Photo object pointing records
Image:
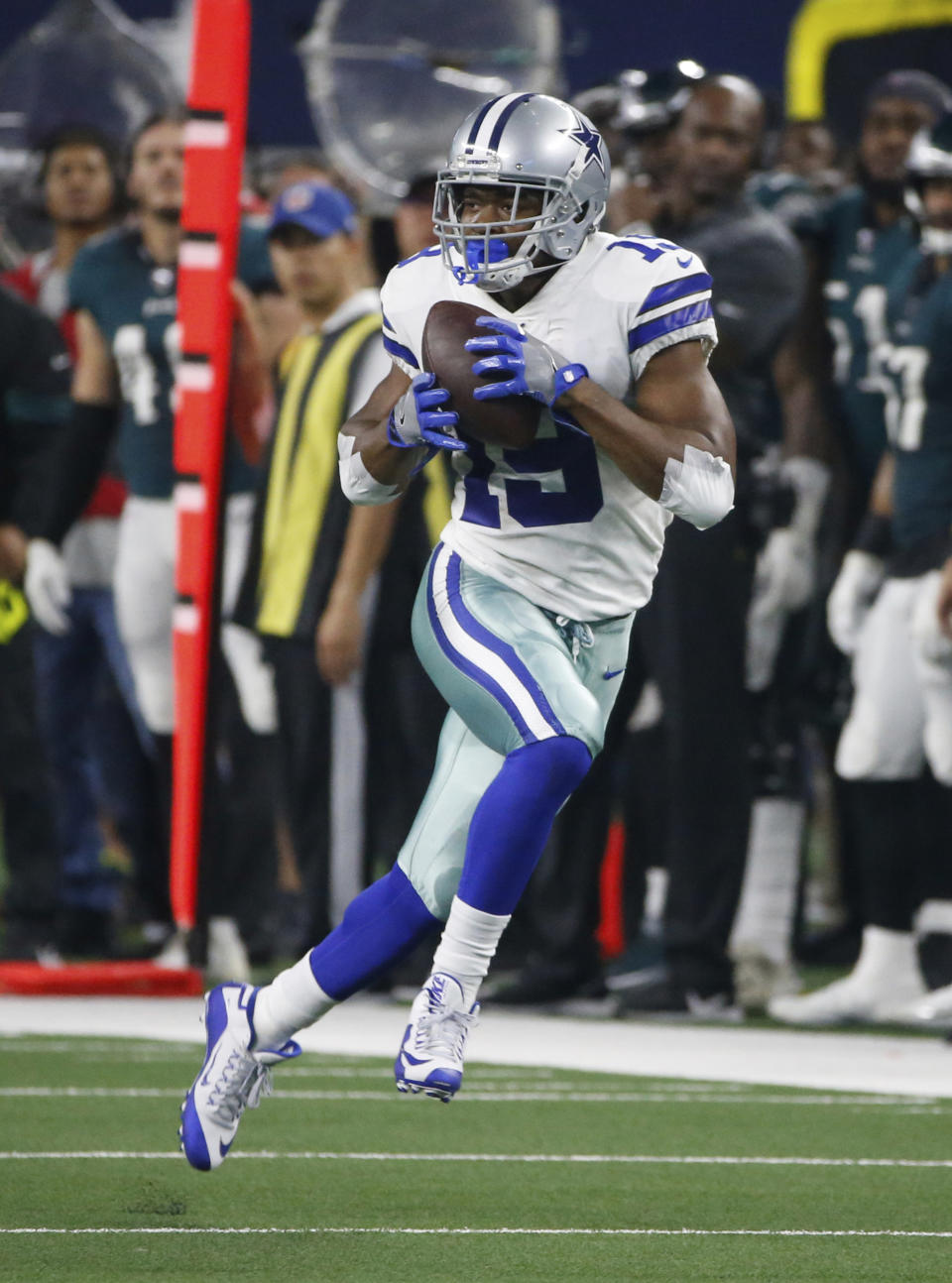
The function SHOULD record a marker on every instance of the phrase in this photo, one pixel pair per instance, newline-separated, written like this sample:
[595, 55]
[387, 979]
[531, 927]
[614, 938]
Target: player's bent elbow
[359, 485]
[699, 488]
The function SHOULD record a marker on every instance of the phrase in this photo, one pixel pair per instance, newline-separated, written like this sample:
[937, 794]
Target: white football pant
[900, 716]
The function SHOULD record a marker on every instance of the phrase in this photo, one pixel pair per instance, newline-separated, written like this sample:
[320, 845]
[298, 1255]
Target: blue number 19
[577, 500]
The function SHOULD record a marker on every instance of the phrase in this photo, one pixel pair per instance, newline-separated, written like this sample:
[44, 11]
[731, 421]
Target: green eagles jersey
[859, 260]
[132, 300]
[785, 195]
[919, 403]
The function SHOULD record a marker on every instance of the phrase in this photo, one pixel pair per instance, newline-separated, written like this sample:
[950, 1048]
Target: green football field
[529, 1174]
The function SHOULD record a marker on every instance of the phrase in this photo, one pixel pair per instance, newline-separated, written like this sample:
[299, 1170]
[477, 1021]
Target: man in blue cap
[313, 577]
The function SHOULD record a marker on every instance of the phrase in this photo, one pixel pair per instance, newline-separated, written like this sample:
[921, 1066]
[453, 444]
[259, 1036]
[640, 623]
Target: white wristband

WORK INSTRUCTIONS> Every line above should be repeated exactly; pictures stay out of the copy.

TASK RESPONSE>
Image:
The function SHOULD record a marker on every instance of the phrase in this photo, one pixel pair per instance, newline-separated, written like this sample:
[595, 55]
[387, 979]
[531, 927]
[614, 938]
Target: player's bent elbow
[359, 485]
[699, 488]
The function SHOULD record a marker on every instance of the phrase in this photo, one pixel pair per instance, newline-separated, written like this sample:
[937, 794]
Target: white football pant
[900, 716]
The function SHOULD record a marker on every instance of the phrase in this photo, one pixel pair per instance, newline-separated, written like this sample:
[320, 845]
[298, 1255]
Target: blue number 19
[577, 500]
The function SHOULD record a marker on every instance of the phrase in this photo, one pixel pair per instance, newline-separated, written like this sample:
[44, 11]
[731, 421]
Target: green eagles jersey
[859, 260]
[132, 300]
[785, 195]
[919, 403]
The function SHOULD record a marker on every instance of the phrase in this photo, one pixel pair per instance, newline-separated, written like this sample:
[950, 1048]
Target: green football field
[529, 1174]
The function SHOULD record a marker on every instance of the phrase in this photo, one pixel pair per instance, newline-separated, written like this sample:
[299, 1170]
[477, 1021]
Target: man in blue cap
[313, 577]
The function SHOULD record a marker on every instance of the phrase in this photo, one pixel pair per instance, newline-separated, written like this sample:
[921, 1066]
[453, 444]
[259, 1036]
[640, 623]
Target: white wristband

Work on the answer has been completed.